[EXCERPTED PASSAGE]:

The animation was produced in 1998.
For more info about research work and publications of C.R. Scotese and the PALEOMAP Project see: www.researchga...
music: Pachabelly by Huma-Huma
Thanks for this, and for the Paleomap Project. Each year I give it to my biogeography students. Happy New Year to Christopher Scotese, a scientist who has helped to train the whole world in multiple disciplines, and his team.
+Dan J Thanks so much! Best Wishes in the New Year to you.
@@cscoteseyou forgot cyrogenian and edicaran
Thank you for your kind comments!
+Christopher Scotese Although visually it makes sense when just looking at the land mass but when taking in the size of the earth not changing when we know for a fact that earth gets heavier in billions of tons per year from outer space debris was not taken into the thought. Now remove the weight each year and speed up the reversal if you were Dr. Who and you would see the earth shrinking.

[CHALLENGES]:
1. Could you swap "biogeography" for "geology" in the PALEOMAP video page and write out everything from "music: Pachabelly by" down to "your kind comments!"?
2. How would you say this sentence from the PALEOMAP video page in Spanish: "The animation was produced in 1998."
3. Could you carry the PALEOMAP video page further, picking up after its final comment?
The material after this point is separate from the PALEOMAP video page.

[GIVEN ENTRIES]:
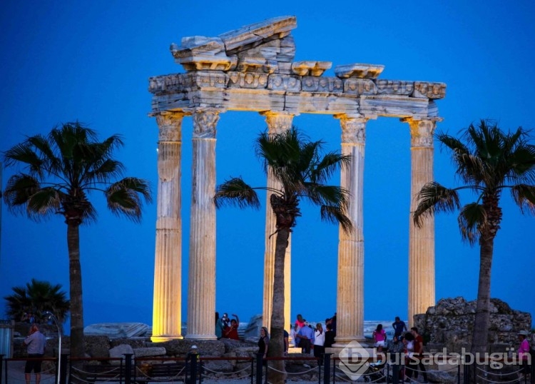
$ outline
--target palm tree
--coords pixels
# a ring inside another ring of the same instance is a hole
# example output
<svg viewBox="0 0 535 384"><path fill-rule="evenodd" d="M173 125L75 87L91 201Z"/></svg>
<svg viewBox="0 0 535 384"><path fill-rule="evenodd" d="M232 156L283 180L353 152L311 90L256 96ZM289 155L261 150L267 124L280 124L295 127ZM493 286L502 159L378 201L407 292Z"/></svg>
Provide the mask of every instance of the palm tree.
<svg viewBox="0 0 535 384"><path fill-rule="evenodd" d="M13 287L14 293L4 298L7 301L6 314L18 321L25 313L32 312L37 320L42 320L43 313L49 310L61 323L65 323L70 303L62 288L34 278L25 286Z"/></svg>
<svg viewBox="0 0 535 384"><path fill-rule="evenodd" d="M288 237L301 216L300 198L320 207L321 218L339 223L344 231L352 226L345 215L348 193L344 188L326 185L332 173L346 166L350 156L330 152L322 156L322 141L310 141L295 127L279 134L260 133L256 140L257 156L264 171L276 180L280 189L251 187L240 178L232 178L217 188L214 202L220 208L225 203L240 208L260 208L256 190L271 193L270 203L275 216L277 235L275 251L271 340L268 355L280 357L284 353L284 259ZM280 361L283 368L282 362Z"/></svg>
<svg viewBox="0 0 535 384"><path fill-rule="evenodd" d="M456 174L465 185L447 188L432 181L418 196L415 225L434 212L460 209L457 221L463 241L479 244L479 279L472 333L472 353L486 352L490 320L491 266L494 238L500 228L502 192L507 189L522 213L535 213L535 146L528 132L519 128L504 133L488 120L471 124L456 138L445 133L438 140L452 151ZM461 208L459 191L469 190L476 201Z"/></svg>
<svg viewBox="0 0 535 384"><path fill-rule="evenodd" d="M76 121L55 127L46 136L29 137L4 152L6 166L25 170L11 176L4 191L10 210L37 221L59 214L67 224L73 357L84 355L79 226L96 220L88 193L103 192L112 213L134 221L141 218L141 198L151 201L146 181L126 177L113 182L124 166L111 156L122 146L121 136L98 141L94 131Z"/></svg>

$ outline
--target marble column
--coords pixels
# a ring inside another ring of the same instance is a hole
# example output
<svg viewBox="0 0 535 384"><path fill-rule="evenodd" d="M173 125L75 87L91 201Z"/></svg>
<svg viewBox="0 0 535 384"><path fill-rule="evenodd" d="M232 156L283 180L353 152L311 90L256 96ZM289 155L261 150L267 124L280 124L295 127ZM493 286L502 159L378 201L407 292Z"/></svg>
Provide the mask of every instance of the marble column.
<svg viewBox="0 0 535 384"><path fill-rule="evenodd" d="M160 133L151 337L153 342L182 338L180 161L183 116L184 113L179 112L156 115Z"/></svg>
<svg viewBox="0 0 535 384"><path fill-rule="evenodd" d="M215 339L215 126L220 111L193 113L193 161L185 338Z"/></svg>
<svg viewBox="0 0 535 384"><path fill-rule="evenodd" d="M340 186L350 194L347 214L353 231L340 227L338 242L337 335L335 347L364 338L364 154L367 118L361 115L335 115L342 126L342 154L351 164L342 170Z"/></svg>
<svg viewBox="0 0 535 384"><path fill-rule="evenodd" d="M417 196L426 183L433 181L433 132L439 118L404 118L411 133L411 206L409 216L409 324L413 316L434 305L434 218L424 218L417 228L412 213Z"/></svg>
<svg viewBox="0 0 535 384"><path fill-rule="evenodd" d="M294 114L288 112L262 112L265 116L270 134L282 133L292 128ZM275 181L271 175L268 175L267 186L268 188L280 189L280 183ZM265 203L265 251L264 253L264 305L262 312L262 323L268 329L271 329L271 312L273 298L273 274L275 266L275 246L276 236L270 235L276 231L275 218L270 203L268 191L266 195ZM284 259L284 327L288 333L288 325L291 321L291 248L292 236L288 238L288 247L286 248L286 256Z"/></svg>

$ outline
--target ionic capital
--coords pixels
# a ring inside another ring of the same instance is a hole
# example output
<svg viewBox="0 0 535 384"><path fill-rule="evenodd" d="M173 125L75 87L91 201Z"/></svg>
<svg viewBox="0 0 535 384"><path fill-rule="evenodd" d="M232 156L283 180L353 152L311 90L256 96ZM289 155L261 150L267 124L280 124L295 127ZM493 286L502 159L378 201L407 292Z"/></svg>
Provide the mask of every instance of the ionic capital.
<svg viewBox="0 0 535 384"><path fill-rule="evenodd" d="M441 118L417 120L413 118L402 118L404 123L409 123L411 132L411 147L433 148L433 133L437 126L437 121Z"/></svg>
<svg viewBox="0 0 535 384"><path fill-rule="evenodd" d="M193 138L215 138L220 109L195 109L193 113Z"/></svg>
<svg viewBox="0 0 535 384"><path fill-rule="evenodd" d="M260 115L265 116L268 132L270 134L278 134L283 133L292 128L292 122L295 113L266 111L260 112Z"/></svg>
<svg viewBox="0 0 535 384"><path fill-rule="evenodd" d="M362 115L342 113L334 115L340 121L342 143L364 144L366 141L366 123L369 118Z"/></svg>
<svg viewBox="0 0 535 384"><path fill-rule="evenodd" d="M179 111L160 112L155 115L159 129L159 143L182 141L182 121L185 115L187 113Z"/></svg>

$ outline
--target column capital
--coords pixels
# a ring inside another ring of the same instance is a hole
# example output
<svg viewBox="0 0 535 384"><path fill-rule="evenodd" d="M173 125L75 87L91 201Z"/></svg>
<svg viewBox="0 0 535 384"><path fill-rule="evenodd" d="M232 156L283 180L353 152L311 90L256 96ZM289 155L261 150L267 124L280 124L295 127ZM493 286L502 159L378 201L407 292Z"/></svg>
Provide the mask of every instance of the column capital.
<svg viewBox="0 0 535 384"><path fill-rule="evenodd" d="M405 118L401 121L408 123L411 133L411 147L433 148L433 133L437 121L442 118L434 117L429 118Z"/></svg>
<svg viewBox="0 0 535 384"><path fill-rule="evenodd" d="M179 111L165 111L152 115L156 118L160 130L158 142L180 142L182 140L182 121L188 114Z"/></svg>
<svg viewBox="0 0 535 384"><path fill-rule="evenodd" d="M297 113L286 111L265 111L260 113L265 117L269 133L274 134L282 133L289 131L292 128L294 116L297 116Z"/></svg>
<svg viewBox="0 0 535 384"><path fill-rule="evenodd" d="M340 113L333 115L333 117L340 121L342 143L365 143L366 141L366 123L369 118L358 113Z"/></svg>
<svg viewBox="0 0 535 384"><path fill-rule="evenodd" d="M198 108L193 111L193 138L215 138L219 113L224 110Z"/></svg>

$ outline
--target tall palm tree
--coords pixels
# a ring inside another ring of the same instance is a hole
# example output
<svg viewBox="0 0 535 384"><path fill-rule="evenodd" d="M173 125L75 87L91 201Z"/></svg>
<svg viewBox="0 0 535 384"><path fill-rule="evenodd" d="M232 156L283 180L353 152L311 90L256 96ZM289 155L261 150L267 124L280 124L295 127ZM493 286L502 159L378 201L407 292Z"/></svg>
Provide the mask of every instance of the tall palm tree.
<svg viewBox="0 0 535 384"><path fill-rule="evenodd" d="M490 320L491 266L494 238L500 228L499 202L509 190L522 213L535 213L535 146L528 132L519 128L504 133L488 120L471 124L461 138L439 133L438 140L452 151L456 174L465 185L447 188L436 181L425 184L418 196L414 223L434 212L460 209L457 221L463 241L479 244L479 279L472 333L472 353L486 352ZM464 141L463 141L463 139ZM476 201L461 208L459 191L471 191Z"/></svg>
<svg viewBox="0 0 535 384"><path fill-rule="evenodd" d="M295 127L280 134L262 133L256 140L256 155L263 163L265 173L274 178L281 188L253 188L237 177L218 186L214 196L218 208L228 203L258 208L260 203L256 190L271 193L270 203L275 216L277 238L270 357L280 357L284 353L284 259L290 233L295 226L296 218L301 216L300 199L319 206L322 220L338 223L347 231L352 227L345 212L347 191L325 184L335 171L349 164L351 157L335 152L322 156L323 143L307 140Z"/></svg>
<svg viewBox="0 0 535 384"><path fill-rule="evenodd" d="M79 226L96 219L88 194L103 192L112 213L134 221L141 220L142 198L151 201L147 181L133 177L114 181L124 166L111 156L122 146L121 136L99 141L94 131L76 121L55 127L46 136L29 137L4 153L6 166L24 168L9 178L4 191L10 210L38 221L58 214L67 224L73 357L84 355Z"/></svg>
<svg viewBox="0 0 535 384"><path fill-rule="evenodd" d="M54 314L61 323L65 322L70 306L61 284L53 286L48 281L34 278L25 286L13 287L14 293L4 296L7 302L6 314L17 321L25 313L32 312L37 320L44 320L45 311Z"/></svg>

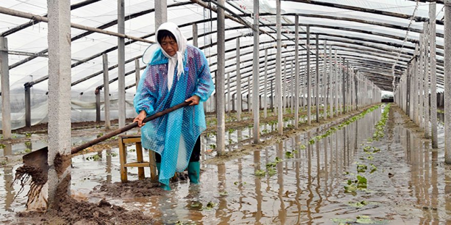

[RESULTS FOR THE EXERCISE]:
1.
music: Pachabelly by Huma-Huma
Thanks for this, and for the Paleomap Project. Each year I give it to my geology students. Happy New Year to Christopher Scotese, a scientist who has helped to train the whole world in multiple disciplines, and his team.
+Dan J Thanks so much! Best Wishes in the New Year to you.
@@cscoteseyou forgot cyrogenian and edicaran
Thank you for your kind comments!

2. La animación se produjo en 1998.

3.
Not taking into account the earths mass being removed when going back in time is stupid and retarded. create pangea on a super sized uninflated balloon then now blow it up and now you have an idea of plate tectonic. earths weight/volume NEEDS to be taken into account and only a few want to do that.
Not accounting earths weight into this shows the amature nature of so called plate tektonics.
+Inachu Ikimasho The Earth looses mass from gases lost to space in the upper atmosphere (H, He, especially) and from materials ejected into space by volcanic eruptions (Earth rocks have been found on Mars). So the amount of mass gained from meteorites and comets is negligible, especially when compared to the mass of the Earth ( ~ 6 billion, billion, million kilograms!!)
+Inachu Ikimasho
"so called plate tektonics"
ROFLMAO
does anyone take you seriously? I rather doubt it.
+Christopher Scotese I don't think terrestrial volcanos would have sufficiently powerful enough eruptions to launch rocks into space. Asteroid impacts would definitely account for such energetic incidents.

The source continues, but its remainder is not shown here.